### Исходный текст
··········

Лермонтов для Набокова - молодой силач, которому все удается: начинает с “Бородино”, в прозе создает один из лучших русских романов, в драме - новаторский “Маскарад”, а уж о лирике говорить не приходится, она полна бури юношеских сил, диалектики романтических страстей и в то же время подлинной поэтической философии, здесь нет ничего общего с “оптическо-аптекарско-химическо-анатомическим налетом”, так восхищавшим автора “Дара” в пунктирно-сухощавой поэзии В.Ф.Ходасевича. А лирика самого Набокова с лермонтовской попросту несопоставима, у него есть, конечно, отдельные хорошие стихотворения, но у их непредвзятого, знакомого с набоковской прозой читателя в конце концов возникают неясные сомнения: полно, да лирика ли это, действительно ли автор поэтически исповедался, высказал здесь свою душу? И есть ли здесь душа?

У Набокова всегда чего-то не хватает, и эти недостачи он стремится заместить мнимыми достоинствами. Вот автор рассказывает в интервью о своем романе “Подвиг”:“Вещь эта - о преодолении страха, о триумфе и блаженстве этого подвига”44. Но никакого подвига в книге нет, зато имеются мечтания и чувствования интернационального юноши Мартына Эдельвейса, отрешенно скитавшегося по Крыму, Англии, Франции, Германии, Швейцарии и стремившегося заполнить душевную пустоту студенческими влюбленностями, игрой в футбол и теннис, катанием на лодках, скалолазанием. Есть великолепные стилистические красоты вроде “наповал убитого чулка”, брошенного в комнате убежавшей на бал девушкой, и традиционно красивые набоковские фразы типа “В туннеле листвы дрожал на плоских камнях ручей”. Нет реального, достоверного действия и живых характеров. Предполагаемая гибель главного героя при переходе советской границы - не подвиг, а лужинский прыжок из окна от мучительной, чужой, донимающей его своими банальностями и прозой реальности. Жизнь вытесняет молодого мечтателя в смерть – “вечная” тема мировой литературы, но никакого подвига в этом нет. Подвиг - это деяние, решительный, самозабвенный поступок. А автор говорит о страхе (для него и его героя страх жизни еще сильнее, чем страх смерти), и это слово более подходит для названия набоковского романа.

··········

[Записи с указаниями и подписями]
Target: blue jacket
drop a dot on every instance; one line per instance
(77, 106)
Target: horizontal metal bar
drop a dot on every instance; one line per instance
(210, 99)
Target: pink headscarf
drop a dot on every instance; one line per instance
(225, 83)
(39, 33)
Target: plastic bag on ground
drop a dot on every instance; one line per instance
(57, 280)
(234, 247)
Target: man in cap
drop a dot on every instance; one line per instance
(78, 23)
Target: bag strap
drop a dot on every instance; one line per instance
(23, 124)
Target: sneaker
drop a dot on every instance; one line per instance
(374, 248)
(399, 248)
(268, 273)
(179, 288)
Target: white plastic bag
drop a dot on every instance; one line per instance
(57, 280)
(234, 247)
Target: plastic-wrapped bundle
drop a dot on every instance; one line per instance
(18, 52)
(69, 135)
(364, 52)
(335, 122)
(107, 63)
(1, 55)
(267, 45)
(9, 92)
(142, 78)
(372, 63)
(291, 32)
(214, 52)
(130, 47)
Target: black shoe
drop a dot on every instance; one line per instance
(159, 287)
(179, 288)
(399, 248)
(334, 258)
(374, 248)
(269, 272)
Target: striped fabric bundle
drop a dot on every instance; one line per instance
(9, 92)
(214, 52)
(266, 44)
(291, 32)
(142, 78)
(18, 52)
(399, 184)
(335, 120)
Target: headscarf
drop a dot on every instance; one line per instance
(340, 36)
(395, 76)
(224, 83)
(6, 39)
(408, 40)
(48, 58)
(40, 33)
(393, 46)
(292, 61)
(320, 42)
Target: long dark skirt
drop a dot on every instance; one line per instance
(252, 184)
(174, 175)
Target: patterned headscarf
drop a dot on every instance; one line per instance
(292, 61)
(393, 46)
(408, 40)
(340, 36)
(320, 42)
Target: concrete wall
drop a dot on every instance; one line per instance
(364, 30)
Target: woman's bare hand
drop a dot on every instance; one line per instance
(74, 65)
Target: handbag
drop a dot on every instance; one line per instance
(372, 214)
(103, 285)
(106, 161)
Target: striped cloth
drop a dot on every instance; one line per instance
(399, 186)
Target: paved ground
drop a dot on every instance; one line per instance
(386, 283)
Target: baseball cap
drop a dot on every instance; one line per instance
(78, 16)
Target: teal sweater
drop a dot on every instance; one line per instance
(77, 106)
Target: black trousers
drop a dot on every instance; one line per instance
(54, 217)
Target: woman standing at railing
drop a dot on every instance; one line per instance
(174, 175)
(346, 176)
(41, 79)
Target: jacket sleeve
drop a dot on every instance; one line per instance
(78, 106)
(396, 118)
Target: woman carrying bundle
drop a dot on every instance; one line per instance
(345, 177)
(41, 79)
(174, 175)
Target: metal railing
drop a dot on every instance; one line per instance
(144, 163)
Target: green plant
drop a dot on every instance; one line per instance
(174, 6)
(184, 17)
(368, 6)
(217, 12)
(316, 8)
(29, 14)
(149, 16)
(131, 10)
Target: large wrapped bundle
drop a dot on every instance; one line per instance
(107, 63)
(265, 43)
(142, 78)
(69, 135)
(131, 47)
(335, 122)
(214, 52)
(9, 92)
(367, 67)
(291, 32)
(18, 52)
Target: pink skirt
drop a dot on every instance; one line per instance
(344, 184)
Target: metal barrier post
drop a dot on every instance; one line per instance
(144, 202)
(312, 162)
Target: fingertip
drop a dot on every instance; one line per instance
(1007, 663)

··········

### Задания
1. Как, согласно тексту о Набокове и Лермонтове, сам Набоков в интервью определил, о чём его роман «Подвиг»?
2. Продолжите текст о Набокове и Лермонтове, начав сразу после его последнего предложения.

### Ответы к заданиям
1. По словам Набокова, роман «Подвиг» — о преодолении страха, о триумфе и блаженстве этого подвига.

2.
В романе “Дар” Набоков учел опыт “Машеньки” и написал составную книгу, распадающуюся на две неравноценные части. Еще одна попытка “расписать” роман изнутри, усилить сюжет, создать своевременную перебивку для читательского внимания внезапным переходом от одной части к другой... Снова усложнение вместо упрощения… Ганин превратился в поэта Годунова-Чердынцева, обзавелся прекрасными набоковскими стихотворениями, литературной средой, “мастерской слов” (в этом чисто набоковском образе так и видишь келью средневекового ювелира, выпиливающего крохотным лобзиком драгоценное золотое кружево) и книгой о Чернышевском, этим “романом в романе”.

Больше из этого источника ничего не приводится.